Stored data
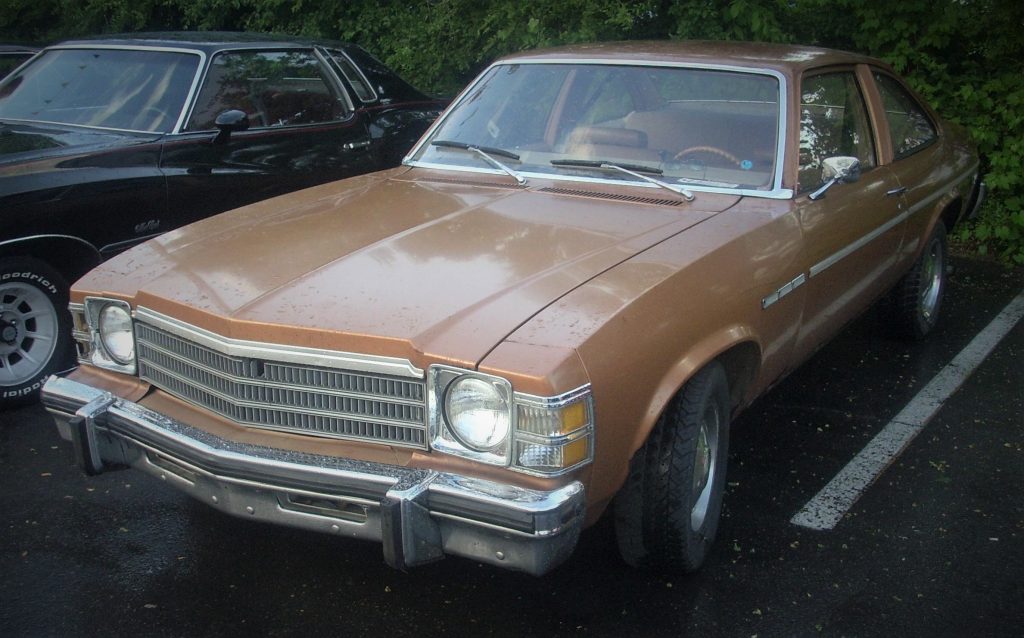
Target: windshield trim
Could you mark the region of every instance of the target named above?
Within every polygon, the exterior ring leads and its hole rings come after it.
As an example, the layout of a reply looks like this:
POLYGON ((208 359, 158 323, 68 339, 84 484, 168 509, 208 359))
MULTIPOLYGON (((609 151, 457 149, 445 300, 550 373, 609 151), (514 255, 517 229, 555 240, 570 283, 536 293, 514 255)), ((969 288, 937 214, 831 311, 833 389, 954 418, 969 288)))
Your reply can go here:
MULTIPOLYGON (((200 80, 200 78, 202 78, 203 70, 206 67, 206 53, 204 51, 201 51, 199 49, 188 49, 188 48, 184 48, 184 47, 151 47, 151 46, 133 46, 133 45, 129 45, 129 44, 103 44, 103 45, 94 45, 94 44, 60 44, 60 45, 57 45, 57 46, 47 47, 47 48, 43 49, 42 51, 37 53, 35 56, 33 56, 31 58, 31 60, 35 60, 35 58, 45 54, 48 51, 67 51, 67 50, 77 50, 77 51, 83 51, 83 50, 85 50, 85 51, 89 51, 89 50, 98 50, 98 51, 117 50, 117 51, 156 51, 156 52, 159 52, 159 53, 186 53, 186 54, 198 56, 199 57, 199 64, 196 65, 195 74, 192 76, 192 85, 189 87, 188 93, 185 95, 185 100, 184 100, 184 102, 181 105, 181 111, 178 113, 178 119, 175 122, 174 126, 171 127, 171 130, 169 130, 169 131, 139 131, 139 130, 136 130, 136 129, 114 128, 114 127, 110 127, 110 126, 90 126, 90 125, 87 125, 87 124, 69 124, 67 122, 54 122, 54 121, 51 121, 51 120, 24 120, 24 119, 20 119, 20 118, 19 119, 11 119, 11 120, 8 120, 8 121, 29 122, 29 123, 33 123, 33 124, 52 124, 52 125, 55 125, 55 126, 71 126, 71 127, 75 127, 75 128, 84 128, 84 129, 89 129, 89 130, 93 130, 93 131, 116 131, 118 133, 141 133, 143 135, 175 135, 175 134, 181 132, 181 128, 185 125, 185 114, 188 112, 189 107, 192 105, 192 102, 193 102, 193 100, 196 97, 196 93, 199 91, 199 80, 200 80)), ((26 61, 25 64, 28 64, 28 61, 26 61)), ((22 65, 22 66, 24 66, 24 65, 22 65)), ((18 67, 18 68, 20 69, 21 67, 18 67)), ((12 78, 14 77, 14 75, 15 75, 15 73, 12 72, 10 75, 5 77, 3 80, 0 80, 0 87, 4 86, 7 82, 11 81, 12 78)))
MULTIPOLYGON (((505 173, 493 168, 483 168, 476 166, 454 166, 452 164, 437 164, 435 162, 420 162, 417 160, 406 159, 402 162, 405 166, 411 166, 413 168, 427 168, 442 171, 455 171, 458 173, 477 173, 480 175, 497 175, 501 177, 507 177, 505 173)), ((583 182, 586 184, 606 184, 611 186, 633 186, 636 188, 650 188, 652 190, 660 190, 661 186, 651 184, 649 182, 640 182, 637 180, 629 179, 613 179, 604 177, 583 177, 579 175, 559 175, 557 173, 536 173, 534 171, 518 171, 520 175, 527 178, 534 178, 538 180, 549 179, 554 182, 583 182)), ((703 186, 701 184, 692 183, 681 183, 674 184, 673 182, 667 182, 674 186, 680 186, 688 191, 694 193, 720 193, 723 195, 742 195, 744 197, 760 197, 762 199, 793 199, 793 190, 790 188, 780 188, 777 190, 756 190, 753 188, 723 188, 719 186, 703 186)))
MULTIPOLYGON (((462 93, 460 93, 458 95, 458 97, 456 97, 454 100, 452 100, 452 103, 449 105, 449 107, 447 109, 445 109, 444 113, 441 114, 441 117, 439 117, 436 120, 434 120, 434 123, 430 126, 430 128, 427 129, 427 132, 423 134, 423 137, 421 137, 420 140, 416 143, 416 145, 413 146, 412 149, 406 154, 405 158, 402 160, 402 164, 405 165, 405 166, 418 166, 418 167, 423 167, 423 168, 435 168, 435 169, 450 170, 450 171, 456 171, 456 172, 471 172, 471 173, 484 172, 484 173, 500 174, 500 173, 497 173, 496 171, 489 171, 489 170, 481 171, 481 170, 475 169, 473 167, 457 166, 457 165, 452 165, 452 164, 436 164, 436 163, 431 163, 431 162, 422 162, 422 161, 419 161, 419 160, 414 160, 413 157, 416 154, 418 154, 420 152, 420 150, 422 150, 423 147, 429 143, 429 141, 431 141, 431 138, 434 136, 434 132, 437 131, 442 125, 444 125, 444 122, 451 116, 452 113, 454 113, 456 110, 458 110, 458 108, 462 104, 462 102, 464 100, 466 100, 466 98, 469 97, 469 95, 472 94, 472 92, 476 88, 476 86, 478 84, 480 84, 484 80, 484 78, 486 78, 491 73, 491 71, 493 71, 495 68, 502 67, 502 66, 518 66, 518 65, 522 65, 522 64, 548 64, 548 65, 551 65, 551 64, 578 64, 578 65, 589 64, 589 65, 605 65, 605 66, 646 66, 646 67, 663 67, 663 68, 674 68, 674 69, 700 69, 700 70, 708 70, 708 71, 729 71, 729 72, 733 72, 733 73, 749 73, 749 74, 754 74, 754 75, 767 75, 767 76, 773 77, 779 83, 779 101, 778 101, 778 104, 779 104, 779 120, 778 120, 777 129, 776 129, 776 140, 775 140, 775 144, 776 144, 776 146, 775 146, 775 171, 774 171, 775 174, 772 177, 772 183, 771 183, 771 187, 769 188, 769 190, 753 190, 753 189, 743 189, 743 188, 718 188, 718 187, 710 187, 710 186, 698 186, 696 184, 692 184, 692 185, 691 184, 687 184, 686 188, 688 190, 692 190, 692 191, 700 191, 700 192, 708 192, 708 193, 741 194, 741 195, 749 195, 751 197, 763 197, 763 198, 767 198, 767 199, 792 199, 793 198, 793 190, 789 189, 789 188, 783 188, 782 187, 782 175, 783 175, 783 172, 784 172, 783 169, 784 169, 784 159, 785 159, 785 150, 786 150, 786 139, 787 139, 787 135, 788 135, 788 125, 789 125, 789 112, 788 112, 789 103, 788 103, 787 97, 786 97, 787 95, 789 95, 789 90, 788 90, 788 82, 786 81, 786 76, 783 73, 781 73, 780 71, 776 71, 775 69, 767 69, 767 68, 763 68, 763 67, 746 67, 746 66, 738 66, 738 65, 731 65, 731 64, 705 64, 705 63, 699 63, 699 62, 698 63, 694 63, 694 62, 665 62, 665 61, 660 61, 660 60, 622 60, 622 59, 609 59, 609 58, 584 58, 584 59, 577 59, 577 58, 546 58, 546 59, 527 59, 527 60, 517 60, 517 59, 513 58, 513 59, 509 59, 509 60, 500 60, 500 61, 494 62, 490 66, 488 66, 482 73, 480 73, 480 75, 478 75, 476 77, 475 80, 473 80, 472 83, 470 83, 465 89, 462 90, 462 93)), ((524 175, 524 176, 527 176, 527 177, 540 177, 540 178, 551 178, 551 179, 571 179, 573 181, 590 181, 589 179, 583 179, 583 178, 577 178, 577 177, 570 177, 570 178, 566 178, 564 176, 556 177, 556 176, 549 175, 547 173, 531 173, 529 171, 519 171, 519 172, 520 172, 521 175, 524 175)), ((627 184, 636 184, 636 182, 624 182, 623 180, 597 180, 597 183, 607 183, 607 184, 627 183, 627 184)), ((650 186, 652 188, 658 188, 657 186, 654 186, 654 185, 650 185, 650 186)))

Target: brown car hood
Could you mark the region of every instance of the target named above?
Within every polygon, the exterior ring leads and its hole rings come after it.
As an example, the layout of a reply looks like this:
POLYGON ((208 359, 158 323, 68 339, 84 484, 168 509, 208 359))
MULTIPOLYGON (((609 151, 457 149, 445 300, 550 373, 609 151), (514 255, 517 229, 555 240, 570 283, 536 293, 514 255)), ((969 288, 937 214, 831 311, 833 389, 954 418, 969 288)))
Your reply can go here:
POLYGON ((562 295, 738 199, 435 178, 398 169, 241 208, 107 262, 75 297, 114 294, 233 338, 475 366, 562 295))

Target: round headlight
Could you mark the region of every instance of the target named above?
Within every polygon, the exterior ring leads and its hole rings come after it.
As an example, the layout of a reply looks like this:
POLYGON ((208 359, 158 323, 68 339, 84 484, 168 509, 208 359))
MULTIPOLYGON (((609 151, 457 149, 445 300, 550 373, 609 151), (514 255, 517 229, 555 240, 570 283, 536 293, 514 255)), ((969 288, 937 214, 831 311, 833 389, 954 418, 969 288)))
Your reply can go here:
POLYGON ((452 382, 444 407, 452 434, 472 450, 492 450, 508 437, 508 399, 486 379, 462 377, 452 382))
POLYGON ((135 363, 132 316, 124 306, 108 304, 100 310, 100 342, 111 359, 121 365, 135 363))

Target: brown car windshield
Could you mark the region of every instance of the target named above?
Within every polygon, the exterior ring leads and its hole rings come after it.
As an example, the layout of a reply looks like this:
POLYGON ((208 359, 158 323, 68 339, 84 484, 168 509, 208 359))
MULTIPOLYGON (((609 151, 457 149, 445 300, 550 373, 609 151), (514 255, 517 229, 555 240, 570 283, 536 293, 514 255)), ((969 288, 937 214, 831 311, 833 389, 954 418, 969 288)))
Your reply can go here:
POLYGON ((514 153, 519 159, 509 167, 523 174, 618 179, 595 172, 592 160, 651 167, 683 186, 768 190, 778 135, 779 81, 772 75, 506 64, 474 84, 428 140, 448 144, 424 144, 413 159, 481 169, 480 158, 452 148, 457 142, 514 153))
POLYGON ((199 56, 140 49, 53 49, 0 84, 0 120, 166 133, 199 56))

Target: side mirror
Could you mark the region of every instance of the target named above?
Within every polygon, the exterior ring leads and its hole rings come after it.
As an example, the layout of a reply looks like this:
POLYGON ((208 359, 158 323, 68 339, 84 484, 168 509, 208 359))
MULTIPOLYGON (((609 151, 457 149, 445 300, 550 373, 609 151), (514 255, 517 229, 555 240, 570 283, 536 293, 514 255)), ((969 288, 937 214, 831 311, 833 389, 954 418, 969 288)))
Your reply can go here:
POLYGON ((860 179, 860 160, 856 157, 826 157, 822 160, 821 177, 825 183, 818 190, 814 191, 809 198, 812 200, 821 199, 825 191, 836 184, 852 184, 860 179))
POLYGON ((218 115, 213 124, 220 129, 220 133, 217 133, 217 137, 213 138, 213 143, 227 144, 228 140, 231 139, 232 133, 235 131, 248 130, 249 116, 245 114, 245 111, 232 109, 230 111, 224 111, 218 115))

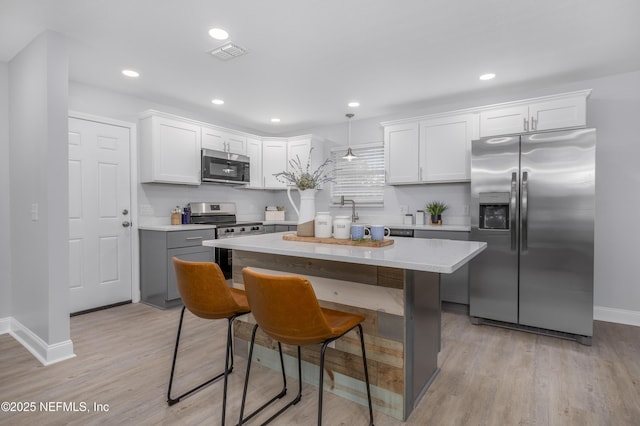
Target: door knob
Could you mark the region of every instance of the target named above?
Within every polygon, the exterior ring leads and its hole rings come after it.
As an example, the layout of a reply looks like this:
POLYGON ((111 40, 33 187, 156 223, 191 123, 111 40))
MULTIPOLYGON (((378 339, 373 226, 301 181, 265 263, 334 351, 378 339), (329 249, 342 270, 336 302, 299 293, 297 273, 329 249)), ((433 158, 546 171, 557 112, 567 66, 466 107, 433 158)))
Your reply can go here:
POLYGON ((128 215, 129 214, 129 210, 127 210, 127 209, 122 210, 122 214, 128 215))
POLYGON ((127 222, 126 220, 124 222, 122 222, 122 227, 123 228, 128 228, 129 226, 131 226, 131 223, 127 222))

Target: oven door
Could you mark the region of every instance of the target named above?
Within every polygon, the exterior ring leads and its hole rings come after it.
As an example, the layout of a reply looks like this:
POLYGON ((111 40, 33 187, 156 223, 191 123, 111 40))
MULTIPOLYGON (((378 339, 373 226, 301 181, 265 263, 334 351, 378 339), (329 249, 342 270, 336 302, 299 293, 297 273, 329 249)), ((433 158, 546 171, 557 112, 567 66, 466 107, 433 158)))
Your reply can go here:
POLYGON ((233 276, 233 250, 216 247, 216 263, 220 266, 225 280, 230 280, 233 276))
POLYGON ((249 157, 210 149, 202 150, 202 182, 247 184, 249 157))

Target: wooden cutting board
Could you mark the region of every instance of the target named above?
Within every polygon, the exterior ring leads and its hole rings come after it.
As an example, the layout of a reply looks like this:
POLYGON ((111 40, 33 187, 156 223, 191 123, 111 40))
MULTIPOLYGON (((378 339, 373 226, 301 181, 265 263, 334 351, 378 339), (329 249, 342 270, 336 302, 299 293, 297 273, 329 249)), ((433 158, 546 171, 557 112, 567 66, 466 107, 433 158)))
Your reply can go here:
POLYGON ((393 244, 393 240, 371 241, 371 240, 337 240, 335 238, 316 238, 316 237, 298 237, 296 234, 284 234, 283 240, 286 241, 302 241, 305 243, 320 243, 320 244, 340 244, 345 246, 360 246, 360 247, 385 247, 393 244))

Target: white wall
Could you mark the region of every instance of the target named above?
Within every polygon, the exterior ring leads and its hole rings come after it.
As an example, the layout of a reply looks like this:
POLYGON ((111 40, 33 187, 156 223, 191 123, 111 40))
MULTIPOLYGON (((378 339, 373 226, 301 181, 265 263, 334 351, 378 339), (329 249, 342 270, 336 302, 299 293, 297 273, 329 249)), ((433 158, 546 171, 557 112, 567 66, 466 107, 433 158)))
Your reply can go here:
POLYGON ((68 52, 45 32, 9 63, 11 316, 44 362, 72 356, 68 288, 68 52), (38 205, 38 220, 31 217, 38 205), (38 340, 39 339, 39 340, 38 340), (61 347, 63 346, 63 348, 61 347), (71 353, 64 353, 71 350, 71 353), (48 352, 51 350, 51 352, 48 352))
POLYGON ((11 315, 9 205, 9 66, 0 62, 0 319, 11 315))

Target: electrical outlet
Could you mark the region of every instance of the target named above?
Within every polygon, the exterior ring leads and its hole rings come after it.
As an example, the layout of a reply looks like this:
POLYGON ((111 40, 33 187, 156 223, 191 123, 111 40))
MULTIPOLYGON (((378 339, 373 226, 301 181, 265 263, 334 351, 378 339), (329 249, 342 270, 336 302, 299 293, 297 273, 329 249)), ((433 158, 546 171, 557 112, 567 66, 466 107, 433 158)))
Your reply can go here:
POLYGON ((463 210, 464 210, 464 214, 468 215, 469 214, 469 204, 465 204, 463 210))
POLYGON ((38 203, 31 204, 31 220, 33 222, 38 221, 38 203))
POLYGON ((401 205, 400 206, 400 214, 407 214, 407 213, 409 213, 409 206, 401 205))

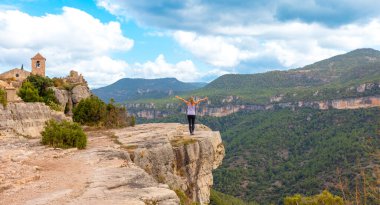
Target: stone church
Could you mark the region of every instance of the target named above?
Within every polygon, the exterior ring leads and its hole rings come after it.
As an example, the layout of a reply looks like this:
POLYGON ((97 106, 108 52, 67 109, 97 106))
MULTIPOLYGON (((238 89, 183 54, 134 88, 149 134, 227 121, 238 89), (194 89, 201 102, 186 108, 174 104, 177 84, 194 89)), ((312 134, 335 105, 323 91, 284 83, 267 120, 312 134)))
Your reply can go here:
POLYGON ((23 68, 14 68, 0 74, 0 88, 7 92, 8 102, 20 100, 17 96, 17 90, 21 87, 22 82, 31 74, 45 77, 46 58, 37 53, 31 58, 32 71, 26 71, 23 68))

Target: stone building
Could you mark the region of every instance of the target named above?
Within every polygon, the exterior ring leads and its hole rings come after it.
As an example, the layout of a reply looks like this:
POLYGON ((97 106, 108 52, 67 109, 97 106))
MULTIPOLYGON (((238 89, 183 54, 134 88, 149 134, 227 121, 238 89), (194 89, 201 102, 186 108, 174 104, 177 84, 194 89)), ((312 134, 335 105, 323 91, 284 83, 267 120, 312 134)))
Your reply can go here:
POLYGON ((23 68, 14 68, 0 74, 0 88, 7 92, 7 101, 14 102, 21 100, 17 96, 18 88, 21 87, 22 82, 31 74, 45 76, 46 58, 40 53, 37 53, 31 58, 32 71, 26 71, 23 68))
POLYGON ((40 75, 45 77, 45 62, 46 58, 44 58, 40 53, 37 53, 32 60, 32 74, 40 75))
POLYGON ((32 72, 26 71, 24 69, 15 68, 0 74, 0 80, 3 81, 24 81, 30 74, 40 75, 45 77, 45 62, 46 58, 44 58, 41 54, 37 53, 33 58, 31 58, 31 67, 32 72))

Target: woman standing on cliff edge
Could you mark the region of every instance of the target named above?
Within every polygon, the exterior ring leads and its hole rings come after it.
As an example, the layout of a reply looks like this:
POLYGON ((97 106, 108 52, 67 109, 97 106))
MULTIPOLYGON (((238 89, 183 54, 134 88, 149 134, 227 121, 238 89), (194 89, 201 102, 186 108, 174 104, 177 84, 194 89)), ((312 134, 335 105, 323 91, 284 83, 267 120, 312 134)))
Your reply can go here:
POLYGON ((194 127, 195 127, 195 114, 196 109, 195 106, 197 106, 200 102, 208 100, 207 97, 194 101, 194 97, 190 97, 190 99, 187 101, 179 96, 175 96, 177 99, 182 100, 187 105, 187 120, 189 121, 189 131, 191 135, 194 135, 194 127))

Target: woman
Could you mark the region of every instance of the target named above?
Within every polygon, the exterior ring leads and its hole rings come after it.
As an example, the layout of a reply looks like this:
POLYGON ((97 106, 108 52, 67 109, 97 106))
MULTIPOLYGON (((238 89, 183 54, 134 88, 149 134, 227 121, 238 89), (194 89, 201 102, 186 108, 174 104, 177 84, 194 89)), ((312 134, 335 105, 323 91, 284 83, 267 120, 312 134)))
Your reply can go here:
POLYGON ((195 106, 198 105, 200 102, 202 101, 206 101, 208 100, 207 97, 203 98, 203 99, 200 99, 198 101, 194 101, 194 97, 190 97, 189 101, 179 97, 179 96, 175 96, 177 99, 179 100, 182 100, 183 102, 186 103, 187 105, 187 120, 189 121, 189 131, 190 131, 190 134, 191 135, 194 135, 194 127, 195 127, 195 112, 196 112, 196 109, 195 109, 195 106))

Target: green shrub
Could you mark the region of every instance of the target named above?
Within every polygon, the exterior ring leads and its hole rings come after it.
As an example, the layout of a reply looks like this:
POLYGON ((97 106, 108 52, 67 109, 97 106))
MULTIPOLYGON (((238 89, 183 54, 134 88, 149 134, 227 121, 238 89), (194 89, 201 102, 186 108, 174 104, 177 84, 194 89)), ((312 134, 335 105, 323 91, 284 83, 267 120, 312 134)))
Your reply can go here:
POLYGON ((135 118, 135 116, 131 116, 130 117, 130 119, 131 119, 131 123, 130 123, 130 125, 132 126, 132 127, 134 127, 135 125, 136 125, 136 118, 135 118))
POLYGON ((0 88, 0 104, 7 106, 7 92, 0 88))
POLYGON ((101 125, 106 117, 106 104, 96 96, 82 99, 73 109, 73 120, 84 125, 101 125))
POLYGON ((107 111, 104 119, 104 126, 108 128, 127 127, 128 115, 125 107, 115 105, 113 99, 107 104, 107 111))
POLYGON ((24 102, 42 102, 43 98, 38 94, 38 89, 29 81, 24 81, 17 93, 24 102))
POLYGON ((82 99, 73 109, 73 119, 83 125, 107 128, 135 125, 134 117, 128 116, 125 107, 116 105, 112 99, 109 104, 105 104, 96 96, 82 99))
POLYGON ((296 194, 284 199, 285 205, 343 205, 343 199, 339 196, 332 195, 329 191, 325 190, 321 194, 314 196, 301 196, 296 194))
POLYGON ((45 130, 41 132, 42 144, 59 148, 77 147, 84 149, 87 145, 87 136, 82 127, 69 121, 46 122, 45 130))
POLYGON ((54 91, 49 88, 53 85, 53 81, 48 77, 30 75, 22 83, 17 94, 24 102, 44 102, 51 109, 61 111, 54 91))

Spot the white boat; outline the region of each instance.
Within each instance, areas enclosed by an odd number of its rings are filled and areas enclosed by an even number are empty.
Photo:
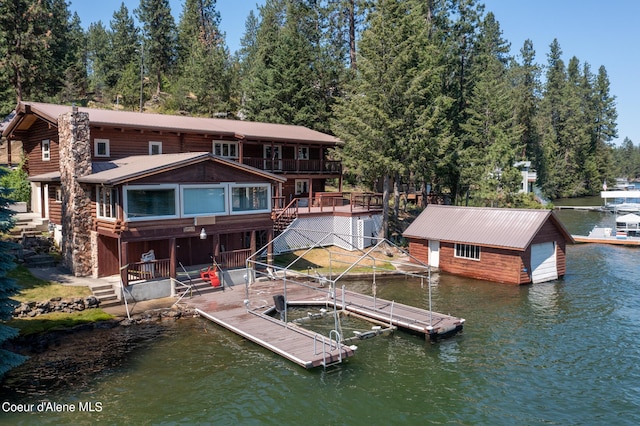
[[[579,243],[640,245],[640,216],[617,216],[615,229],[596,226],[589,235],[573,235],[573,239]]]
[[[601,191],[604,209],[613,213],[640,213],[640,191]]]

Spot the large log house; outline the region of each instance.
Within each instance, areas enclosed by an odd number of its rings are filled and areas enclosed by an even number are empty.
[[[210,255],[243,266],[273,237],[274,205],[342,184],[340,141],[301,126],[20,102],[2,134],[22,141],[31,211],[65,264],[125,285],[149,250],[158,276]]]

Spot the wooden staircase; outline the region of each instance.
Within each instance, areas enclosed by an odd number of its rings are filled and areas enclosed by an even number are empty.
[[[294,198],[285,208],[273,212],[273,232],[275,236],[282,234],[298,218],[298,201],[297,198]]]

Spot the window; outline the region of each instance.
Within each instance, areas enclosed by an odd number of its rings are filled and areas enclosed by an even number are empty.
[[[95,139],[93,141],[93,151],[96,157],[109,156],[109,139]]]
[[[40,147],[42,149],[42,161],[49,161],[51,159],[51,141],[49,139],[43,140]]]
[[[232,213],[258,213],[270,211],[269,185],[234,185],[231,188]]]
[[[308,160],[308,159],[309,159],[309,147],[308,146],[298,147],[298,160]]]
[[[106,219],[117,218],[118,190],[108,186],[96,187],[97,216]]]
[[[56,188],[56,203],[62,202],[62,188]]]
[[[177,185],[125,187],[124,209],[128,220],[178,217]]]
[[[480,260],[480,246],[456,243],[455,250],[456,257],[461,257],[463,259]]]
[[[149,142],[149,155],[162,154],[162,142]]]
[[[213,154],[219,157],[238,158],[238,144],[236,142],[214,142]]]
[[[282,170],[282,146],[264,146],[264,169]]]
[[[189,185],[181,187],[184,216],[226,214],[226,186]]]
[[[309,180],[296,179],[296,195],[309,193]]]

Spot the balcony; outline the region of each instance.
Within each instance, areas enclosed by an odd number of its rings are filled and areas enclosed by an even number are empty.
[[[342,174],[342,162],[335,160],[293,160],[245,157],[243,164],[273,173]]]

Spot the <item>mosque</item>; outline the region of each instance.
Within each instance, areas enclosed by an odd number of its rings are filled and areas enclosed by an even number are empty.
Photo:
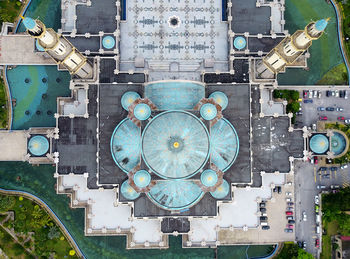
[[[156,2],[62,1],[58,32],[22,17],[26,51],[68,70],[72,97],[58,98],[56,127],[25,131],[18,160],[54,164],[85,235],[126,235],[130,249],[169,235],[184,247],[295,240],[272,219],[262,230],[258,204],[283,214],[272,188],[294,161],[345,142],[294,128],[268,96],[278,73],[307,66],[328,19],[289,35],[284,1]]]

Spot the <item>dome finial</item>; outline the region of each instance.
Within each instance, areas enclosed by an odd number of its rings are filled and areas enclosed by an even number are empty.
[[[329,20],[330,20],[330,18],[318,20],[315,23],[315,29],[318,31],[324,31],[328,25]]]

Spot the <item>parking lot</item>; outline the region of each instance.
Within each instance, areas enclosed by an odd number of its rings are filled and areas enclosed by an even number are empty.
[[[350,99],[340,98],[340,97],[327,97],[326,90],[321,90],[321,98],[304,98],[303,91],[300,91],[300,98],[303,99],[301,103],[302,115],[297,115],[296,127],[302,126],[312,126],[319,120],[320,116],[326,116],[328,121],[337,121],[338,117],[344,117],[345,119],[350,118]],[[350,94],[350,90],[347,90]],[[312,100],[312,103],[304,103],[304,100]],[[335,111],[319,111],[318,107],[333,107]],[[337,107],[343,108],[343,111],[336,111]]]

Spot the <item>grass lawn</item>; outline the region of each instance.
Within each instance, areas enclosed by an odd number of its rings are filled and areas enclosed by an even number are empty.
[[[0,27],[3,22],[14,22],[21,10],[22,3],[17,0],[0,1]]]
[[[0,129],[7,127],[7,105],[5,84],[0,79]]]
[[[0,248],[9,258],[34,258],[34,256],[28,254],[28,252],[21,245],[15,243],[12,236],[2,227],[0,227]]]
[[[347,83],[347,71],[345,64],[339,64],[329,70],[320,81],[318,85],[345,85]]]
[[[332,256],[332,241],[331,236],[338,233],[338,222],[333,220],[331,222],[324,222],[324,228],[327,235],[322,235],[322,254],[321,259],[331,259]]]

#### What to work on:
Search the entries for the word "stone", then list each line that holds it.

#### Worked solution:
Target: stone church
Target: stone building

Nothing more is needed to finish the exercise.